* **Assigned task**
Leaving out all pictures, give again each line exactly, from the start of the listing through the line that contains "Note: spot each instance of the white building".

++++ Entries supplied

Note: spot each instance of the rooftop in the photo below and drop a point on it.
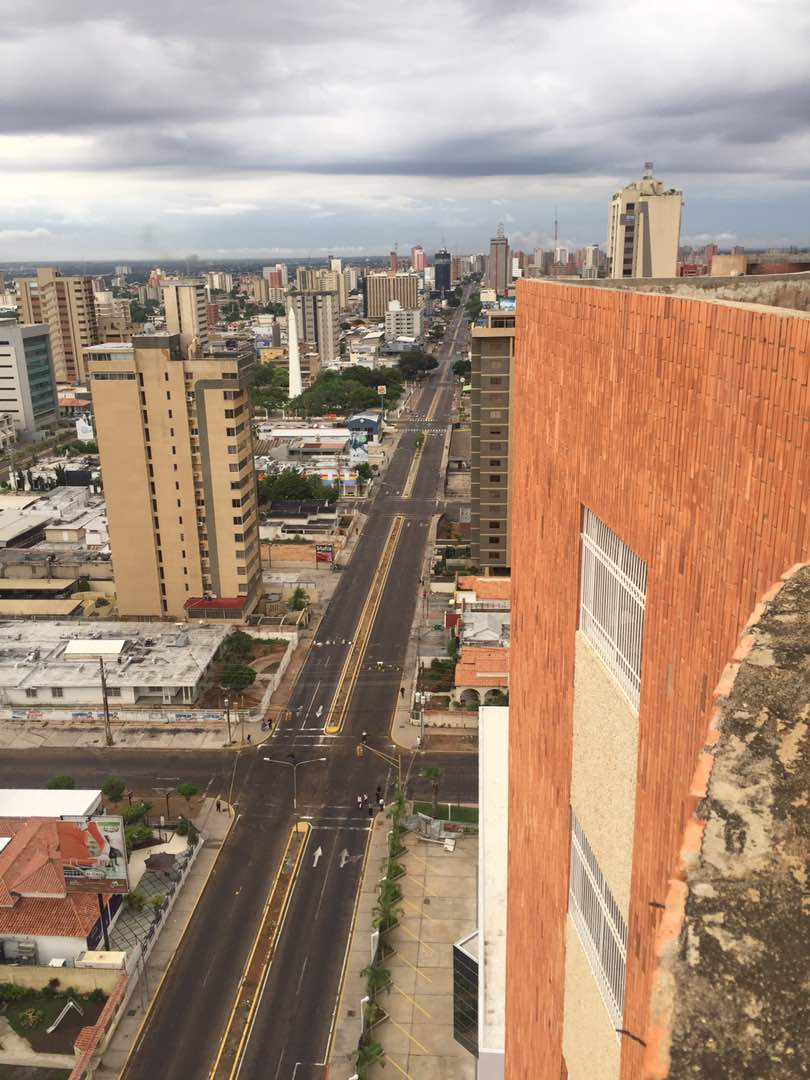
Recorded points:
(730, 994)
(49, 653)
(482, 666)
(485, 589)
(42, 802)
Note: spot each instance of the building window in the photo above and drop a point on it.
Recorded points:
(599, 925)
(611, 603)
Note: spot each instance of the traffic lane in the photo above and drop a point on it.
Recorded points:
(210, 770)
(287, 1034)
(212, 956)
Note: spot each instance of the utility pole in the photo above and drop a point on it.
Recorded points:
(107, 727)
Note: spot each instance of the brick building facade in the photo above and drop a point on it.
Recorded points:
(684, 427)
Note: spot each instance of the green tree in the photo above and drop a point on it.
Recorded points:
(61, 783)
(434, 774)
(237, 677)
(299, 599)
(113, 788)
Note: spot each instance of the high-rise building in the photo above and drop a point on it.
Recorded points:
(176, 449)
(186, 310)
(113, 318)
(644, 229)
(379, 288)
(318, 319)
(491, 356)
(648, 526)
(401, 322)
(27, 385)
(67, 306)
(499, 267)
(443, 267)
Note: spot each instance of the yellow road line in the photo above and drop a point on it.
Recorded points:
(414, 1002)
(397, 1067)
(404, 960)
(416, 939)
(350, 673)
(300, 826)
(173, 960)
(409, 1036)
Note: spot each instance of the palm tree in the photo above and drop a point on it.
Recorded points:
(377, 980)
(434, 775)
(368, 1054)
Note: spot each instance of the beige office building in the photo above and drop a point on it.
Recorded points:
(644, 229)
(490, 416)
(67, 306)
(323, 281)
(380, 288)
(187, 310)
(176, 449)
(318, 322)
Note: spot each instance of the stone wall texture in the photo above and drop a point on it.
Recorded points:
(685, 426)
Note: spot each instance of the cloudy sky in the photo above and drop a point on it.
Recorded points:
(156, 129)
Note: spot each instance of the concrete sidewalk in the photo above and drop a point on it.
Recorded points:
(437, 909)
(214, 828)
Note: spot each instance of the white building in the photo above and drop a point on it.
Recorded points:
(56, 663)
(402, 322)
(27, 385)
(644, 229)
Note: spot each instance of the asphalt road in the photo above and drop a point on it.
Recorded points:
(293, 1022)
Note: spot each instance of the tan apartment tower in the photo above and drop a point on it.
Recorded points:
(68, 307)
(187, 310)
(176, 448)
(490, 420)
(644, 229)
(379, 288)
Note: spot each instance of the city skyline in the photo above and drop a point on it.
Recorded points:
(152, 137)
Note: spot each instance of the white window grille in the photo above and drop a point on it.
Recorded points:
(599, 923)
(611, 603)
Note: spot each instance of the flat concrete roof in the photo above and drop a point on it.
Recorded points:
(15, 523)
(42, 802)
(162, 655)
(53, 609)
(35, 584)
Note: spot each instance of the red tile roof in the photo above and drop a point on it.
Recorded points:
(482, 666)
(486, 589)
(72, 917)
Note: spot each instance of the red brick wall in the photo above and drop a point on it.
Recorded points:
(685, 426)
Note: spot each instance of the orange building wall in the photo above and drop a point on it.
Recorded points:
(685, 426)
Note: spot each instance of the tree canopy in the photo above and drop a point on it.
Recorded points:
(291, 485)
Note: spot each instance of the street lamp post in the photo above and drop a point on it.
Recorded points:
(294, 766)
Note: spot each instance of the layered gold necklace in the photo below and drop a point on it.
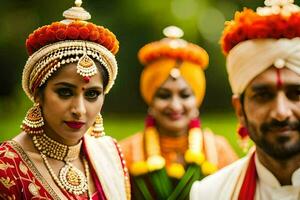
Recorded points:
(70, 178)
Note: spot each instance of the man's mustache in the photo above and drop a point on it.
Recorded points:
(275, 125)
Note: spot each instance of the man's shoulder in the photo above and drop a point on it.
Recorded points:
(212, 186)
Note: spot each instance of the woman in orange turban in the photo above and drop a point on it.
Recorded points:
(173, 150)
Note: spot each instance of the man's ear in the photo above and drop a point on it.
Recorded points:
(239, 111)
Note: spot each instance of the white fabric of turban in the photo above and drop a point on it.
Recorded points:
(250, 58)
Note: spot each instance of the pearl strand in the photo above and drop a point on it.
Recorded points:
(60, 184)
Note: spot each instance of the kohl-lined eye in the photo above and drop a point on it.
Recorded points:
(163, 95)
(92, 94)
(64, 92)
(185, 94)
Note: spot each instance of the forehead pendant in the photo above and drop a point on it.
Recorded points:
(86, 67)
(279, 64)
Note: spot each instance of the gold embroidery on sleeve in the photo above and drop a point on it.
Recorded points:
(23, 168)
(7, 182)
(34, 189)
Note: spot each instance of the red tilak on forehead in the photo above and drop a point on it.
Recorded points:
(86, 79)
(279, 82)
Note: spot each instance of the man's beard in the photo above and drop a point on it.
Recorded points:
(278, 149)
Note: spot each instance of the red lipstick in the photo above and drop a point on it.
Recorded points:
(74, 124)
(175, 116)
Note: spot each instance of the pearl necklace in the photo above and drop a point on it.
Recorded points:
(70, 178)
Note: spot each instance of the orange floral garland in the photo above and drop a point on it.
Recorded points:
(160, 49)
(249, 25)
(78, 30)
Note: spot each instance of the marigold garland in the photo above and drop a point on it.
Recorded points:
(249, 25)
(77, 30)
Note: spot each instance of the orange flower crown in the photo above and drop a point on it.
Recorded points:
(279, 19)
(173, 47)
(77, 30)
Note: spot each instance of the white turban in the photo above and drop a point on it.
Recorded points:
(250, 58)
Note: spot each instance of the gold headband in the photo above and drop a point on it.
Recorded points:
(70, 40)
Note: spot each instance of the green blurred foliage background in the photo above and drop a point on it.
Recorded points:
(135, 23)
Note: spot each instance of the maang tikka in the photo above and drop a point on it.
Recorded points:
(98, 128)
(33, 122)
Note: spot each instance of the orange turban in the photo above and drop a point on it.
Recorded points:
(161, 57)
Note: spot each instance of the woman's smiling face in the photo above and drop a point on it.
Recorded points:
(70, 104)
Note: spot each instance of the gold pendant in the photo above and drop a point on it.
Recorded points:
(86, 67)
(73, 180)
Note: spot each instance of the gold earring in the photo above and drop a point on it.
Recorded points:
(98, 128)
(33, 122)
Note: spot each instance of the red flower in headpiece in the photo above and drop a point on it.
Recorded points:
(84, 32)
(72, 33)
(76, 30)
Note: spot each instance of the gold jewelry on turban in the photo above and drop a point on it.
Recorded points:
(70, 40)
(255, 41)
(162, 57)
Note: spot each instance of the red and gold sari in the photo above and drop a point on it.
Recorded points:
(20, 179)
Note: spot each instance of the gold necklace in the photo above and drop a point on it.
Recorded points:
(56, 150)
(70, 178)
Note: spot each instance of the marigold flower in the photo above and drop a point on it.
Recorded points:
(249, 25)
(194, 157)
(155, 163)
(138, 168)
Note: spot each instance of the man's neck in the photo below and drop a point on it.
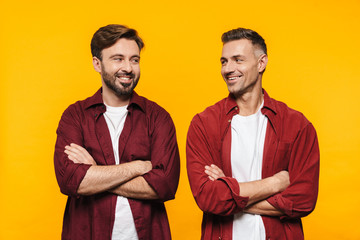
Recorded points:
(249, 102)
(111, 99)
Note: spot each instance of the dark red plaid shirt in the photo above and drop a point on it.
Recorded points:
(148, 133)
(290, 144)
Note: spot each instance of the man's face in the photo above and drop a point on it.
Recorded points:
(119, 67)
(241, 66)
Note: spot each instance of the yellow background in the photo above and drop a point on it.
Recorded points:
(46, 65)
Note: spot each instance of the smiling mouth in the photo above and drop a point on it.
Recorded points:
(125, 79)
(232, 78)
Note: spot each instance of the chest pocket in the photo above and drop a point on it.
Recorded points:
(282, 156)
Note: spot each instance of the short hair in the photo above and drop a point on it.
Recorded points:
(243, 33)
(108, 35)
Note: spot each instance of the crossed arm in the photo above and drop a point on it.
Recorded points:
(257, 191)
(123, 179)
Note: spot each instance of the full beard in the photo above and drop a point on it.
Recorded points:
(125, 88)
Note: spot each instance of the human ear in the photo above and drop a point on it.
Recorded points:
(263, 59)
(97, 64)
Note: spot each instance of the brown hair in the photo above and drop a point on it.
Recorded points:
(243, 33)
(107, 36)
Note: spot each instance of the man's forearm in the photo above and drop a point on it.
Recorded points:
(263, 208)
(102, 178)
(136, 188)
(261, 189)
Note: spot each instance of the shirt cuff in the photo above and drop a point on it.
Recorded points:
(233, 185)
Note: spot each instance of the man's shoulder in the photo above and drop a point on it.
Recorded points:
(215, 110)
(150, 107)
(289, 115)
(79, 107)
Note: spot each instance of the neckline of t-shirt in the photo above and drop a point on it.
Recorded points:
(115, 110)
(252, 116)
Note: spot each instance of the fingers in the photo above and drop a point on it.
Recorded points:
(214, 172)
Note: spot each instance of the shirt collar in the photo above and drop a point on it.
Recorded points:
(97, 99)
(230, 103)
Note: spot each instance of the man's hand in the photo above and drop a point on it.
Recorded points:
(214, 172)
(78, 154)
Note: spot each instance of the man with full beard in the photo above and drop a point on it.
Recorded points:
(116, 154)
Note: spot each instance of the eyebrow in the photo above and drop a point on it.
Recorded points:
(121, 55)
(234, 56)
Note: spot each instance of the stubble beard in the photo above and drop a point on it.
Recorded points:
(126, 89)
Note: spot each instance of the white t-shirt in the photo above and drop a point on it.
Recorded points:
(124, 226)
(247, 146)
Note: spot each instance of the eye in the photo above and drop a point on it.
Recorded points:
(135, 60)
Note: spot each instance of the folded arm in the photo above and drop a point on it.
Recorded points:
(256, 191)
(123, 179)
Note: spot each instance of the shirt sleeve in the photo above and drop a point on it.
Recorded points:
(221, 196)
(68, 174)
(164, 177)
(299, 199)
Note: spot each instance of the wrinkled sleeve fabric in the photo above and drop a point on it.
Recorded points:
(164, 177)
(68, 174)
(221, 196)
(299, 199)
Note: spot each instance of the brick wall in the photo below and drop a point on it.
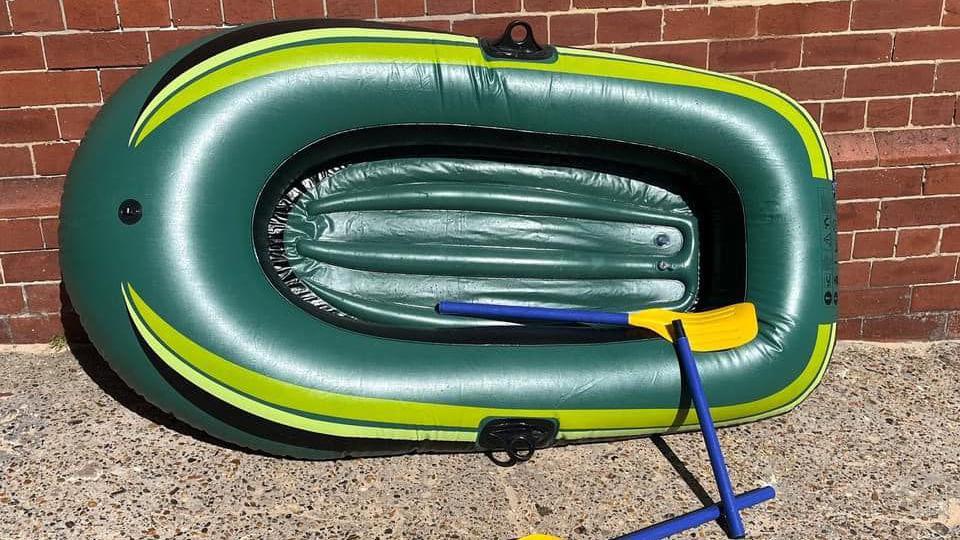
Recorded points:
(881, 76)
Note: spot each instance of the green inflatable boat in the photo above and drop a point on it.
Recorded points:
(258, 226)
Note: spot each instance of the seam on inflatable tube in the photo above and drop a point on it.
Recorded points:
(438, 43)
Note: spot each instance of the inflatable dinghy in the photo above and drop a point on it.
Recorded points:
(258, 226)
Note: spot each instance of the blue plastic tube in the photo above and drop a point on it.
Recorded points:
(688, 367)
(696, 518)
(521, 313)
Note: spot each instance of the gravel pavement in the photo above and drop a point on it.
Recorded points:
(874, 453)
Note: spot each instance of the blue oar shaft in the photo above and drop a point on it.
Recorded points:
(522, 313)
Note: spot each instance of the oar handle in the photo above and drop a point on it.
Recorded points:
(523, 313)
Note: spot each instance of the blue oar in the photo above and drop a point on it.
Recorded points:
(714, 330)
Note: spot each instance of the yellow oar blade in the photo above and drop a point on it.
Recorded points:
(723, 328)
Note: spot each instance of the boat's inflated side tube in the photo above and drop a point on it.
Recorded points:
(256, 226)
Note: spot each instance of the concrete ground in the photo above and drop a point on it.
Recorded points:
(874, 453)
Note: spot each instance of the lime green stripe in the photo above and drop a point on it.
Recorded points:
(282, 40)
(186, 90)
(280, 416)
(222, 376)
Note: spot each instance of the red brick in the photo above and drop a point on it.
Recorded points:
(874, 301)
(872, 14)
(950, 243)
(803, 18)
(905, 327)
(75, 120)
(15, 161)
(11, 300)
(244, 11)
(143, 13)
(493, 27)
(54, 159)
(870, 244)
(857, 215)
(920, 211)
(295, 9)
(51, 234)
(844, 246)
(400, 8)
(688, 54)
(953, 319)
(90, 14)
(919, 146)
(942, 180)
(30, 197)
(876, 183)
(933, 110)
(913, 271)
(806, 84)
(607, 3)
(20, 235)
(948, 77)
(928, 45)
(441, 25)
(951, 13)
(112, 79)
(849, 328)
(195, 12)
(914, 242)
(35, 328)
(96, 50)
(814, 109)
(351, 9)
(702, 23)
(165, 41)
(840, 50)
(854, 275)
(849, 150)
(628, 26)
(36, 15)
(20, 52)
(888, 112)
(843, 115)
(450, 7)
(43, 297)
(27, 125)
(539, 5)
(889, 80)
(573, 29)
(30, 266)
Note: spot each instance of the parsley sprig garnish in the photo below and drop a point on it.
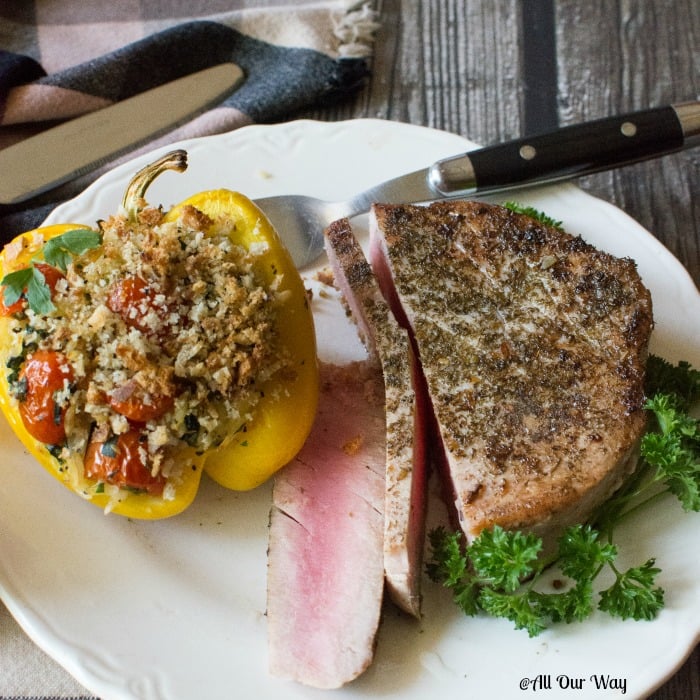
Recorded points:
(501, 573)
(534, 213)
(58, 252)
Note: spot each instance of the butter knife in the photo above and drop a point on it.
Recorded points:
(78, 146)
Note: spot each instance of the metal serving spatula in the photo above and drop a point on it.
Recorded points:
(562, 154)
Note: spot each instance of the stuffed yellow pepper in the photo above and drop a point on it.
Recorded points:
(136, 355)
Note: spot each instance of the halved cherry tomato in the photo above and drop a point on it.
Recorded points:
(130, 402)
(43, 374)
(120, 462)
(51, 274)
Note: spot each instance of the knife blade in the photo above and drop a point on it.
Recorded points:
(75, 147)
(569, 152)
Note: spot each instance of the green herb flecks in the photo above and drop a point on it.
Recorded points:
(534, 213)
(501, 573)
(57, 252)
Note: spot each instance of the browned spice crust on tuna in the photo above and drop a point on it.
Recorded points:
(533, 344)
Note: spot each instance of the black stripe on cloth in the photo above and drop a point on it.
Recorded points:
(539, 68)
(279, 80)
(16, 69)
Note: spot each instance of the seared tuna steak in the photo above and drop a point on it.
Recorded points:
(533, 344)
(325, 570)
(406, 462)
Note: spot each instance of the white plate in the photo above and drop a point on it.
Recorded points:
(175, 609)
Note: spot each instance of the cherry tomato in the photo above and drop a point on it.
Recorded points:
(43, 374)
(132, 405)
(134, 300)
(126, 468)
(51, 274)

++++++++

* **Finished exercise**
Note: spot each instance of the rooftop in the photo below and drop a point on it.
Recorded points:
(730, 994)
(49, 653)
(482, 666)
(485, 589)
(42, 802)
Note: spot each instance of the building window in the photo above and drop a point on it.
Recorded points:
(599, 925)
(611, 603)
Note: spot each instance of the traffic lane in the photo above and drop a point on it.
Recorded points:
(210, 770)
(287, 1034)
(212, 956)
Note: spot each instance of the utility pole in the photo above and drop a point on it.
Recorded points:
(107, 727)
Note: spot each instance of the brick building facade in the photo above and drop a point on it.
Recorded points:
(684, 427)
Note: spot each instance of the green tree in the photo above and drop a point on it.
Recorded points:
(61, 783)
(434, 774)
(237, 677)
(299, 599)
(113, 788)
Note: spot each instance of the high-rise building in the photo above and drop a point on it.
Recorded points:
(176, 449)
(186, 310)
(113, 318)
(644, 229)
(379, 288)
(318, 319)
(491, 356)
(648, 526)
(401, 322)
(27, 385)
(67, 306)
(499, 267)
(443, 267)
Note: spot each instance of the yellow road line in the photo above and drop a point on it.
Recorded points:
(414, 1002)
(397, 1067)
(404, 960)
(416, 939)
(350, 673)
(300, 826)
(173, 960)
(409, 1036)
Note: spot each instance of the palm tree in the photo above and drop a point on it.
Recorded points:
(377, 980)
(434, 775)
(368, 1054)
Note: spot each instance of the beige office building in the photo above and drop a point on it.
Recorded points:
(644, 229)
(490, 416)
(67, 306)
(323, 281)
(380, 288)
(187, 310)
(176, 449)
(318, 322)
Note: spot each instance of the stone wall texture in the photo above and drop a point on it.
Recorded points:
(685, 426)
Note: spot each instance of the cloudy sky in the photo above and drop a point on it.
Recorded points:
(156, 129)
Note: spot each instance of the concrete sidewalk in the photo above and drop a point on it.
Recorded points:
(437, 909)
(214, 828)
Note: spot each instance of the white building in the photo above and drop a point on it.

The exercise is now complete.